→ Position annotation records
= = = = =

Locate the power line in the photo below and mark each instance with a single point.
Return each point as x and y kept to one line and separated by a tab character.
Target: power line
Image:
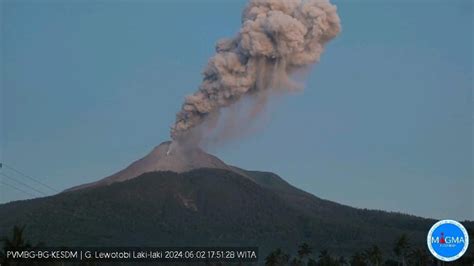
24	184
19	189
27	176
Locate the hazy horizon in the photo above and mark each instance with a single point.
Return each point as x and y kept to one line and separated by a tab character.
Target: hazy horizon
384	121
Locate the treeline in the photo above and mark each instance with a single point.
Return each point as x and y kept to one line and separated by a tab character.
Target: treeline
402	254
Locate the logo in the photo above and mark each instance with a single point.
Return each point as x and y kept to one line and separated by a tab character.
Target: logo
447	240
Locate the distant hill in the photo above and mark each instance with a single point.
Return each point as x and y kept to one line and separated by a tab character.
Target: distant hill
206	207
180	197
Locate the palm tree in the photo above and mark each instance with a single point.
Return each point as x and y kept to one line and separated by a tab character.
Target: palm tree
304	250
16	242
277	258
325	259
358	259
374	255
401	248
342	261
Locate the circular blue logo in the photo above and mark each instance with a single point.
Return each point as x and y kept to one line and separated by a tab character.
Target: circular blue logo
447	240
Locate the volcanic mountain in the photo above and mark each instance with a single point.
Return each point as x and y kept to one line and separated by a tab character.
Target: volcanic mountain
182	197
164	157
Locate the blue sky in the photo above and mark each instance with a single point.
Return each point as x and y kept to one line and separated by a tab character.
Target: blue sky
385	121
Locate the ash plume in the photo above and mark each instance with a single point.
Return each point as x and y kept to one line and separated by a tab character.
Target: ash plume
277	38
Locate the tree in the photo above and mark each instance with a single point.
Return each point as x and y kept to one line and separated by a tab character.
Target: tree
358	259
401	248
325	259
342	260
304	250
16	242
374	255
277	258
419	257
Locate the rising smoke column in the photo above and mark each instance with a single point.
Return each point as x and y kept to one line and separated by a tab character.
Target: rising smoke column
277	38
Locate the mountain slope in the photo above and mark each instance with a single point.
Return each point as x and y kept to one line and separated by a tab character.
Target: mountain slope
206	207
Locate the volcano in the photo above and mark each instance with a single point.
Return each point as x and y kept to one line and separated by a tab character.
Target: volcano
165	157
188	197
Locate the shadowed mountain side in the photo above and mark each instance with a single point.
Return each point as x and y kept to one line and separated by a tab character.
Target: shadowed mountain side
206	207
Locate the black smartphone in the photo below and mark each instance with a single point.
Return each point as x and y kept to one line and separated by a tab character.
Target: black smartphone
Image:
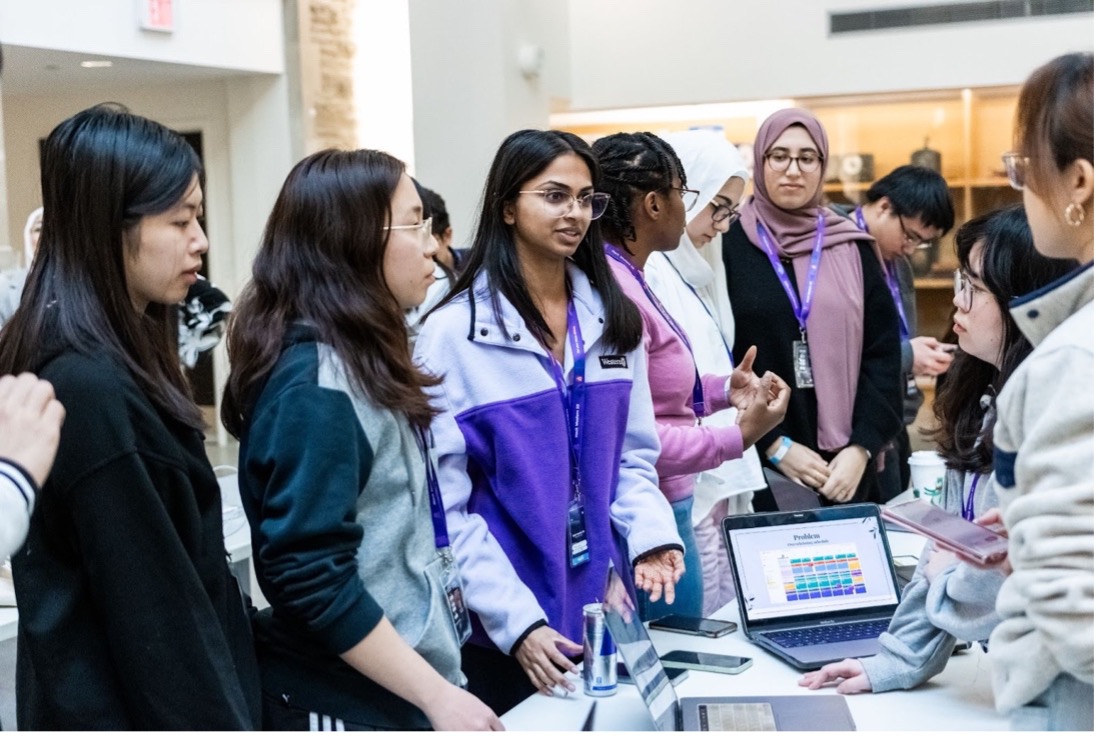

= = = = =

→ Your goal
Pick out every line above that contains the string "below", and copy each one in full. Case counts.

→ Answer for the task
Locate the power line in the photo below and mark each instance with a single point.
Locate the black smartphone in the photo below and mark each instance with a single point.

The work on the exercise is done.